**What the exercise asks:** Please retype the lines below word for word, leaving out the pictures.

**Dataset extract:**
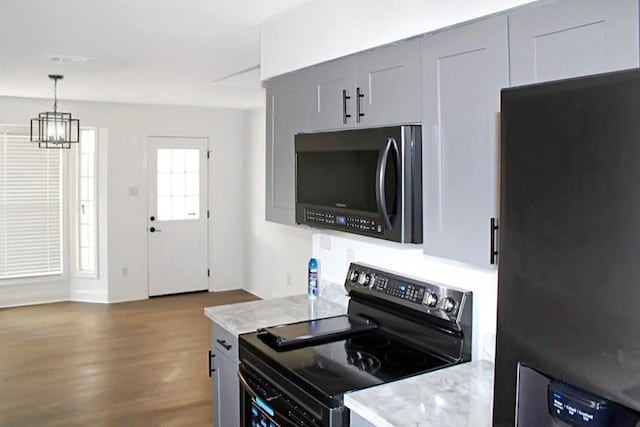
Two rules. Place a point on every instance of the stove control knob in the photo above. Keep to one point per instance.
(430, 299)
(364, 279)
(353, 276)
(448, 305)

**Written answer:**
Two rules. Place a point on every instance of the stove control knob in the photo above. Keep to one point per instance.
(430, 299)
(364, 279)
(353, 276)
(448, 305)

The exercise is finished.